* Written request *
Convert each item below into a JSON array of strings, one string per line, omitting blank lines.
───
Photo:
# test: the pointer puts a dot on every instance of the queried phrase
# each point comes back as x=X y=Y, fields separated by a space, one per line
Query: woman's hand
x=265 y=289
───
* The solution *
[
  "Photo:",
  "# test: the pointer puts a dot on every instance of the queried phrase",
  "# each point comes back as x=X y=Y, fields separated by a space, one per line",
  "Query: woman's hand",
  "x=265 y=289"
]